Source>

* BEGIN *

Cast off the Debt Burden

Being free of debt, whether it be an individual or a nation, is a fantasy. Well, so we have been brainwashed to believe.

In fact we have been:

‘bamboozled’ into allowing a small financial elite to create colossal quantities of private wealth while burdening the world with debt, volatility, crises and rising rates of inequality.

Ann Pettifor, The Production of Money

Even the IMF admitted in a paper published in June, 2016:

the neoliberal agenda – a label used more by critics than by the architects of the policies – rests on two main planks. The first is increased competition – achieved through deregulation and the opening up of domestic markets, including financial markets, to foreign competition. The second is a smaller role for the state, achieved through privatization and limits on the ability of governments to run fiscal deficits and accumulate debt.

Ann Pettifor tells us that Keynes understood how to protect our economies by avoiding mobile capital which had been encouraged to all our detriment since discarding Keynesian advice. He suggested if we close borders to footloose, international mobile capital, we can avoid the pitfalls all of us know only too well.

Read the definition of capital mobility:

Many high income nations have increased their debt more than developing countries between 2005 and 2015.

* END *

Data provided>
* BEGIN *

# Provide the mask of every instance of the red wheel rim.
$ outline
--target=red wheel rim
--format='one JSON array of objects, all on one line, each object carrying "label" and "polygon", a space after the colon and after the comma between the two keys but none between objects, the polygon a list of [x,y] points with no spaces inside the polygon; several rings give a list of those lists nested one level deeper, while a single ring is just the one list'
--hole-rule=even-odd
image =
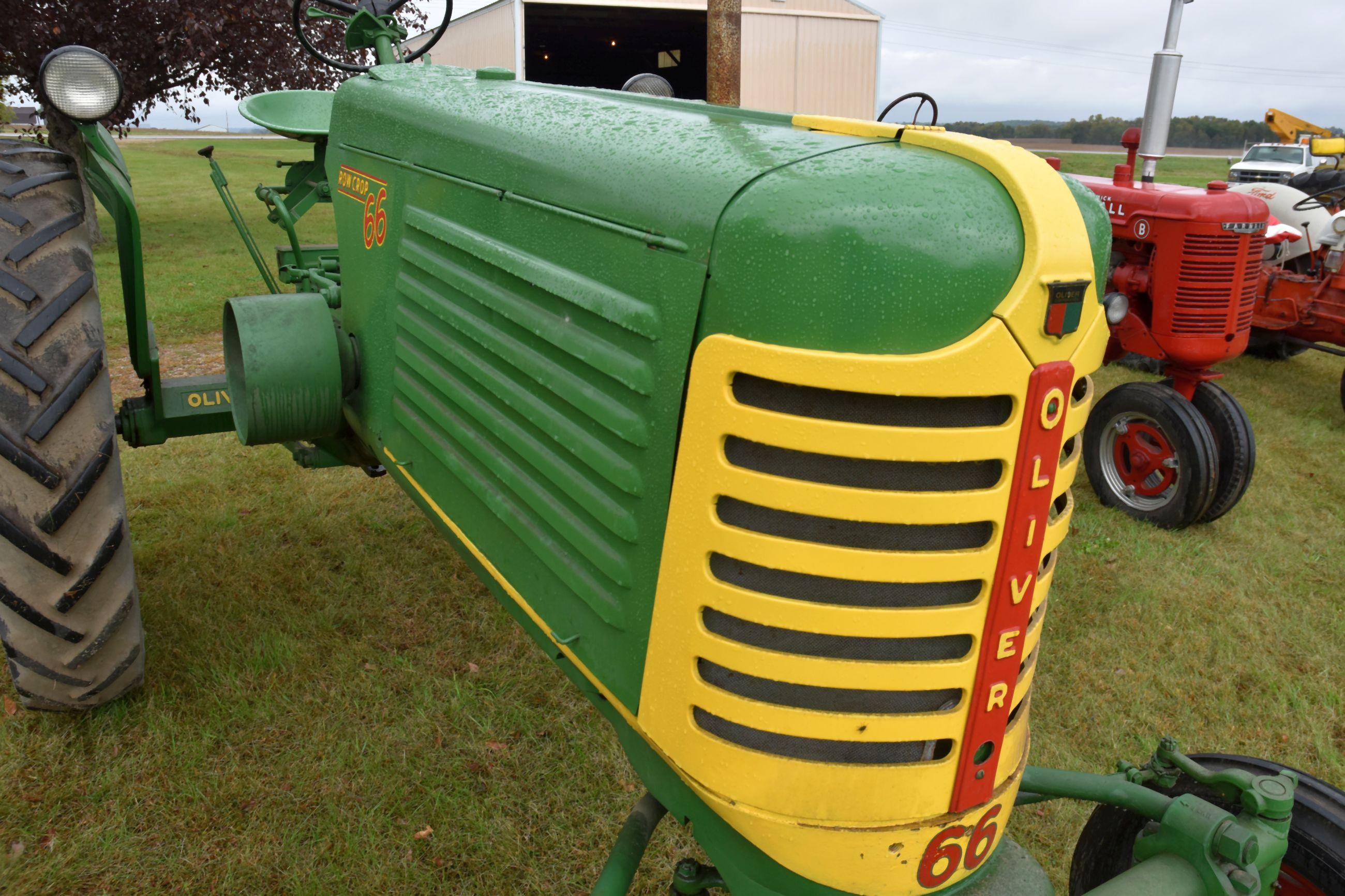
[{"label": "red wheel rim", "polygon": [[1275,881],[1278,896],[1326,896],[1326,892],[1289,865],[1279,866],[1279,880]]},{"label": "red wheel rim", "polygon": [[[1120,481],[1146,498],[1158,497],[1177,478],[1177,472],[1165,465],[1176,457],[1162,430],[1149,423],[1131,420],[1126,431],[1116,437],[1112,459]],[[1158,476],[1154,476],[1154,474]]]}]

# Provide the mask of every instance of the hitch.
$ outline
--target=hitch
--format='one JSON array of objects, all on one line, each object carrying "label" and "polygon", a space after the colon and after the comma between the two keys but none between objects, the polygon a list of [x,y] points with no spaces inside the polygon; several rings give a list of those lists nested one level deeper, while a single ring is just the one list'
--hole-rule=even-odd
[{"label": "hitch", "polygon": [[[1171,896],[1237,893],[1268,896],[1289,848],[1298,775],[1254,775],[1241,768],[1212,771],[1163,737],[1143,766],[1116,763],[1114,775],[1091,775],[1029,766],[1018,803],[1060,797],[1118,806],[1149,818],[1135,840],[1135,865],[1092,891],[1111,893],[1163,892]],[[1194,794],[1169,797],[1180,778],[1212,789],[1240,806],[1235,817]]]}]

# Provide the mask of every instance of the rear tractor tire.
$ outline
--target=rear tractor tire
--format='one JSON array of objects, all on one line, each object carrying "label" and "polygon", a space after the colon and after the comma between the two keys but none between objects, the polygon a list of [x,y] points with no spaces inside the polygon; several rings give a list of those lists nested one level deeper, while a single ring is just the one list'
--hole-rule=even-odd
[{"label": "rear tractor tire", "polygon": [[83,211],[69,156],[0,140],[0,643],[31,709],[89,709],[144,676]]},{"label": "rear tractor tire", "polygon": [[[1254,775],[1274,775],[1283,766],[1251,756],[1216,754],[1192,756],[1206,768],[1243,768]],[[1345,793],[1311,775],[1298,772],[1294,818],[1289,830],[1289,852],[1275,881],[1278,896],[1345,896]],[[1224,802],[1210,789],[1182,778],[1171,790],[1177,797],[1196,794],[1220,809],[1237,814],[1239,806]],[[1115,806],[1099,806],[1089,815],[1069,865],[1069,893],[1080,896],[1096,889],[1134,864],[1135,837],[1149,823],[1146,818]]]},{"label": "rear tractor tire", "polygon": [[1084,466],[1103,505],[1165,529],[1200,521],[1215,502],[1215,435],[1170,386],[1123,383],[1103,395],[1084,427]]}]

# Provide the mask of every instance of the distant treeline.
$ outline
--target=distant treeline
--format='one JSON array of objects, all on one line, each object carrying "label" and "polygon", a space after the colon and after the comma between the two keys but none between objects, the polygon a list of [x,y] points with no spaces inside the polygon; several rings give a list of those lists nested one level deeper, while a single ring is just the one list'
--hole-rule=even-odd
[{"label": "distant treeline", "polygon": [[[966,134],[979,134],[993,140],[1010,138],[1050,138],[1068,140],[1075,144],[1120,144],[1126,128],[1139,126],[1139,118],[1115,118],[1088,116],[1079,121],[956,121],[948,130]],[[1333,129],[1338,136],[1338,128]],[[1192,146],[1200,149],[1241,149],[1244,142],[1275,142],[1276,137],[1264,121],[1235,121],[1216,116],[1189,116],[1173,118],[1169,146]]]}]

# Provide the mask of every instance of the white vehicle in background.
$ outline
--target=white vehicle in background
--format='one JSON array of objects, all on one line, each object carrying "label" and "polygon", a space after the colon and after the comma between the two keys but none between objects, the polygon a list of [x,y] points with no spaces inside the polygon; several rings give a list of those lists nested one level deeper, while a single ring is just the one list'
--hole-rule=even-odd
[{"label": "white vehicle in background", "polygon": [[1315,171],[1333,160],[1314,156],[1306,142],[1255,144],[1243,153],[1243,160],[1228,169],[1233,184],[1287,184],[1290,177]]}]

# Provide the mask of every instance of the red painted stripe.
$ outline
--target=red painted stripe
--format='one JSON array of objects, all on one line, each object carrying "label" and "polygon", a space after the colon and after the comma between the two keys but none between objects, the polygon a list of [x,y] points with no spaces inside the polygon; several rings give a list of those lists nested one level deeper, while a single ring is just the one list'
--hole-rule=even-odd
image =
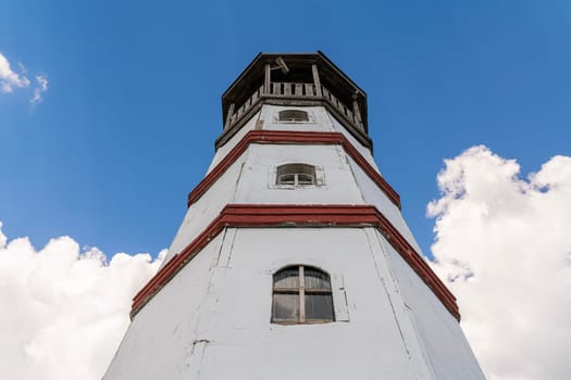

* END *

Exercise> Continue the article on casting off the debt burden, beginning immediately after its final sentence about high-income nations increasing their debt between 2005 and 2015.

Result>
Read about countries Statista has revealed to have taken on the burden of high debt by borrowing from China:

This shows the more desperate the country, the more likely they are to go to China as a lender of last resort.

Bailout amounts provided by China remained quite low in the 2000s and early 2010s, before shooting up from 2015 onwards, climbing to a total of $100 billion for the two decades. The two most common ways in which these loans work is through a liquidity swap with the Chinese Central Bank – where most of the outstanding balances of around $40 billion were located as of 2021 – or through credit lines from Chinese state-owned banks. Three countries, Venezuela, South Sudan and Ecuador, received prepayments on goods they were to deliver to China.

Financiers in the global financial market make decisions which can cause pain in some part of the world they may not even be familiar with….running our lives from a distance with impunity.

Allowing capital to be fully mobile inhibits the management by government of their own domestic financial market and interest rates if:

lenders in international markets offer higher or lower rates beyond a country’s border, rates that may not be appropriate to economic conditions in-country.

Ann Pettifor, The Production of Money

Governments must be free to analyse their own nation’s financial position and adjust interest rates and policies accordingly to the benefit of its population.

… capital’s absolute power derives from its ability to move effortlessly across borders and to lend at the highest rate of interest to institutions and individuals that need finance…….the IMF provides protection…

Ann Pettifor, The Production of Money

It is therefore imperative to work toward international cooperation and change the system – but we don’t seem inclined to do that these days, and we see populations suffering immensely as a result.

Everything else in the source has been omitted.